_TO DO:_ Rewrite all of the rows below, changing "pixel coordinates" to "x-y coordinates" wherever it occurs and leaving everything else untouched.

Rows from a data collection
--
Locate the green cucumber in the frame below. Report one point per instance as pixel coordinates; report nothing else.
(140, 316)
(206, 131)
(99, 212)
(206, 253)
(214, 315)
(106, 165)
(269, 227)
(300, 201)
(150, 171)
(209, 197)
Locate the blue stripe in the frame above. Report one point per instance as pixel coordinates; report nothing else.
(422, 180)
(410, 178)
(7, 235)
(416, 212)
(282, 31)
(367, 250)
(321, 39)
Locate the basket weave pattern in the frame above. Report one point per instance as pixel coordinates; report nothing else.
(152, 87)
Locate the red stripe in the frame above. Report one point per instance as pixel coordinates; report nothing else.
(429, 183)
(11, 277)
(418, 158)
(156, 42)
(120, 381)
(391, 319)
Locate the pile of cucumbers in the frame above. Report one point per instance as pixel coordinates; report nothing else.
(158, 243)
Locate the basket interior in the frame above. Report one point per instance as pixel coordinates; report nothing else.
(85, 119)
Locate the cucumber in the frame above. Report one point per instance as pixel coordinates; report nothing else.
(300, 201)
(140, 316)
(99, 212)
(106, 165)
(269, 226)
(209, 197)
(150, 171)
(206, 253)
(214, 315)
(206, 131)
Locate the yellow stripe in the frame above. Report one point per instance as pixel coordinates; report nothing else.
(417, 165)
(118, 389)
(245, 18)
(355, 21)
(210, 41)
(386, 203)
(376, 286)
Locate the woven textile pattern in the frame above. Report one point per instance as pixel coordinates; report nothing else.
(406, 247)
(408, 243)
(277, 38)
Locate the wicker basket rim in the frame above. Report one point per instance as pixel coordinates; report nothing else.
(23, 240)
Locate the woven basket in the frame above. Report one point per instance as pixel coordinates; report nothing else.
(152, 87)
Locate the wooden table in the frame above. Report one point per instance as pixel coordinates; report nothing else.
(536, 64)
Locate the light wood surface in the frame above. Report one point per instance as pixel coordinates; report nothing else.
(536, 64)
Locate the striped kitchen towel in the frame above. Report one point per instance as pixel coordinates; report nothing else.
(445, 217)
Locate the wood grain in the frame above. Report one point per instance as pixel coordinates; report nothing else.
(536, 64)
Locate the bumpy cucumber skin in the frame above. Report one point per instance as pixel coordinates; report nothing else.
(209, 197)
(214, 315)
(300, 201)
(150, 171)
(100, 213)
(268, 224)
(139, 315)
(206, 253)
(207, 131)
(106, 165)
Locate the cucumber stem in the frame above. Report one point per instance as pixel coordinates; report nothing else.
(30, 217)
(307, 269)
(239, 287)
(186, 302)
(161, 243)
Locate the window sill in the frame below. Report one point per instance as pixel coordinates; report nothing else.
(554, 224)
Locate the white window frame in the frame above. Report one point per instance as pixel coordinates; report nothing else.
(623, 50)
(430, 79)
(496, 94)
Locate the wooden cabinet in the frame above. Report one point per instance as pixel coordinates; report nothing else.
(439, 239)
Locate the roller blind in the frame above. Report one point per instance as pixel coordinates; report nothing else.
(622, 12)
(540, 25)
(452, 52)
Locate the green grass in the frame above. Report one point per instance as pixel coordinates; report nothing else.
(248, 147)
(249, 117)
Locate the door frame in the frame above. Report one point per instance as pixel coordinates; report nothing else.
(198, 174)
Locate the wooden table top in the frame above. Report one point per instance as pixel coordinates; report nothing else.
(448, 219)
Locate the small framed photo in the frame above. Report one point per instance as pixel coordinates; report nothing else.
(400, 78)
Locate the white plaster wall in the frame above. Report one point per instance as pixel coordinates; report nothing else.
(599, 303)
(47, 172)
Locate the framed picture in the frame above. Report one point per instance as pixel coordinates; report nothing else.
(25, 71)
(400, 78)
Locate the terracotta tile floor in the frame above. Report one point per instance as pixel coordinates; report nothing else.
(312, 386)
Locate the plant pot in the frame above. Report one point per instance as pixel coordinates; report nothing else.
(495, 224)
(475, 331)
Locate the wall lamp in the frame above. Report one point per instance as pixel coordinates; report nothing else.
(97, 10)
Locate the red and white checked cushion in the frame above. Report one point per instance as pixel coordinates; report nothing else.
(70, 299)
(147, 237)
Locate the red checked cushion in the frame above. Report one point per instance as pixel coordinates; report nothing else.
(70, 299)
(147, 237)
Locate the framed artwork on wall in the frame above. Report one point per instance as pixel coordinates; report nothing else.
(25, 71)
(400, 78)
--
_EXERCISE ANSWER:_
Locate the green cucumber in the frame below. Report one point per instance as x-y coordinates; report nothing else.
(140, 316)
(206, 131)
(99, 212)
(206, 253)
(214, 315)
(106, 165)
(269, 227)
(300, 201)
(150, 171)
(209, 197)
Locate the blue stripe in the frame above. Report one point per instance as x-y coordinates; report nothing else.
(422, 180)
(410, 178)
(7, 235)
(416, 212)
(282, 31)
(367, 250)
(321, 39)
Locate the basket weave pattern in the frame above. Report one point per instance as x-y coordinates; report nothing else.
(152, 87)
Locate the red stripe in the frame above. Report one point per instance as x-y coordinates; report nothing else.
(429, 183)
(11, 277)
(418, 158)
(156, 42)
(120, 381)
(391, 319)
Locate the pile of cucumbers in the frame above. Report one point per instance as x-y coordinates; report nothing else.
(158, 243)
Locate the basket interior in the frame above. Report one point per instance as x-y coordinates; report nothing else.
(85, 119)
Locate the cucumber in the frame above. Report one point per instance as x-y coordinates; report nothing else.
(300, 201)
(140, 316)
(99, 212)
(106, 165)
(269, 226)
(209, 197)
(150, 171)
(206, 253)
(214, 315)
(206, 131)
Locate the yellow stripe in the frame above. Report one point per instance as x-y coordinates; report nothing else.
(417, 165)
(118, 389)
(245, 18)
(355, 21)
(210, 41)
(386, 203)
(376, 286)
Locate the woven textile pattern in the frame above. Report one point per instance as x-y coordinates; report nothing else.
(406, 247)
(408, 243)
(277, 38)
Locate the wicker basket rim in the frame above. Report one point per instance as x-y coordinates; report nothing else.
(23, 240)
Locate the woven basket in the frame above. Report one point per instance as x-y coordinates; report nothing else.
(152, 87)
Locate the wooden table in the frame above. Report one point per instance as x-y coordinates; report nothing else.
(536, 64)
Locate the light wood surface in the frame above. Report one point per instance as x-y coordinates; report nothing else.
(536, 64)
Locate the striped kitchen towel in the frame above. Report one point per instance as x-y coordinates; report nothing else.
(445, 217)
Locate the wood grain in the frame above. Report one point per instance as x-y coordinates; report nothing else.
(536, 64)
Locate the bumpy cucumber skin in the frame above. Report one point per instance as x-y coordinates; report nothing else.
(209, 197)
(214, 315)
(300, 201)
(150, 171)
(100, 213)
(268, 224)
(139, 315)
(206, 253)
(207, 131)
(106, 165)
Locate the cucumber stem in the frame above. Report one point per instance as x-y coordinates; report nothing else.
(30, 217)
(307, 269)
(239, 287)
(186, 302)
(161, 243)
Locate the window sill in the frame below. Report one point per instance as x-y coordinates; report nothing else.
(554, 224)
Locate the white window frame in the frame above. Report one point per instance as x-y coordinates; report nothing else.
(623, 50)
(430, 79)
(496, 94)
Locate the wooden cabinet in the frame above. Report one point per instance as x-y coordinates; report nothing else.
(439, 239)
Locate the roller blind in the frame above. Report one point per instance as x-y coordinates; report nothing else.
(622, 12)
(540, 25)
(452, 52)
Locate the green grass in the frame above. Report one point per instance as x-y coordinates; report nothing else.
(248, 147)
(249, 117)
Locate the door frame in the frame above. Report one point per instance as x-y coordinates; report nothing else.
(198, 174)
Locate the wooden table top in the frame above. Report one point per instance as x-y coordinates; report nothing else.
(448, 219)
Locate the small framed photo in the frame above. Report one point per instance as x-y coordinates; report nothing else.
(400, 78)
Locate the white plaster wall in the frame above. Report one point per instance as x-y coordinates; report nothing else.
(599, 303)
(47, 172)
Locate the framed picture in the frame above. Report one point per instance as x-y coordinates; report nothing else.
(25, 71)
(400, 78)
Locate the terracotta tile floor in the frame above. Report one point per instance as x-y coordinates; report nothing else.
(312, 386)
Locate the plant pot in the frame above. Report one point per instance as x-y coordinates; report nothing else.
(495, 224)
(475, 331)
Locate the wall lamp in the frame above. Report one point per instance as x-y coordinates; report nothing else.
(97, 10)
Locate the red and white checked cushion in the frame above. Report one point per instance as x-y coordinates; report nothing else.
(70, 299)
(147, 237)
Locate the red checked cushion in the frame above. Report one point per instance as x-y coordinates; report nothing else.
(70, 299)
(147, 237)
Locate the framed artwork on wall in the frame above. Report one point per instance as x-y coordinates; report nothing else.
(25, 71)
(400, 78)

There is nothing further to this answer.